## SOURCE EXCERPT
An example I recently encountered was the work of the municipality of Brest, in French Brittany. There, the “Local Democracy” section of the city makes available online infrastructures, training modules, and physical infrastructure for sharing (cameras, sound equipment, etc…), so that local individuals and groups, can create cultural and social projects on their own. For example,
the Territoires Sonores project allows for the creation by the public of audio and video files to enrich custom trails, which is therefore neither produced by a private company, nor by the city itself.

The peer to peer dynamic, and the thinking and experimentation it inspires, does not just present a third form for the production of social value, it also produces also new forms of institutionalization and regulation, which could be fruitfully explored and/or applied.

## SUPPLIED MATERIAL

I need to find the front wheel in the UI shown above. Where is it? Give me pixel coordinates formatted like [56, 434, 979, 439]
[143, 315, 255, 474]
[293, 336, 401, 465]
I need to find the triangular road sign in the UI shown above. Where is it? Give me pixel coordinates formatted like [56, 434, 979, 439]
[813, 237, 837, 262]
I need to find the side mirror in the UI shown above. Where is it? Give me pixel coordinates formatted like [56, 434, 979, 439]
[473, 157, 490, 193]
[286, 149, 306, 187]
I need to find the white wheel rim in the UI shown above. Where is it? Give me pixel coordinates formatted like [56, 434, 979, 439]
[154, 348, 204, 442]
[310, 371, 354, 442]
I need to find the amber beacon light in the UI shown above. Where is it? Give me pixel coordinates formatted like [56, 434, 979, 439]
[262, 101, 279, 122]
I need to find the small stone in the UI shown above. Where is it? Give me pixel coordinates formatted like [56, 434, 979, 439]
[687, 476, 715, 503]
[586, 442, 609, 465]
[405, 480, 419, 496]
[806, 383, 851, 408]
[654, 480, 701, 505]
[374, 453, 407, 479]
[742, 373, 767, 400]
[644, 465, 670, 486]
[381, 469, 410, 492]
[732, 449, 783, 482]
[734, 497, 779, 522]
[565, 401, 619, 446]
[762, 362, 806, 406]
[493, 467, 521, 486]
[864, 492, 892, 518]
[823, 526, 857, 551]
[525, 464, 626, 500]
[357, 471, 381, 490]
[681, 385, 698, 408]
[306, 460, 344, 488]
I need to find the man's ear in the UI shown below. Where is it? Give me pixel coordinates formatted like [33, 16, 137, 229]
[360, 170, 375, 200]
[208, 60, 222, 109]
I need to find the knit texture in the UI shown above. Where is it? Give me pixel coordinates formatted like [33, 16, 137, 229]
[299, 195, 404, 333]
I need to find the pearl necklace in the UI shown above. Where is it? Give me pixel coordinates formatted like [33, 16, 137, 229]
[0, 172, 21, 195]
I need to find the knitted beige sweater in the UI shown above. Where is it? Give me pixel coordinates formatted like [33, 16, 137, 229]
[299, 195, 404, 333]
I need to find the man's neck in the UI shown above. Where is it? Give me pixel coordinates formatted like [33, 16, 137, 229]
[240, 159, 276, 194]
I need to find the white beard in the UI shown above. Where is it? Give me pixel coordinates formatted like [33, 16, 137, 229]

## REQUIREMENTS
[A] From the passage on Brest, set down the text starting at "The peer to" and ending at "explored and/or applied.".
[B] According to the passage on Brest, what does the city's "Local Democracy" section make available so that local individuals and groups can create their own projects? List each item.

## WORKED SOLUTIONS
[A]
The peer to peer dynamic, and the thinking and experimentation it inspires, does not just present a third form for the production of social value, it also produces also new forms of institutionalization and regulation, which could be fruitfully explored and/or applied.

[B]
- online infrastructures
- training modules
- physical infrastructure for sharing (cameras, sound equipment, etc.)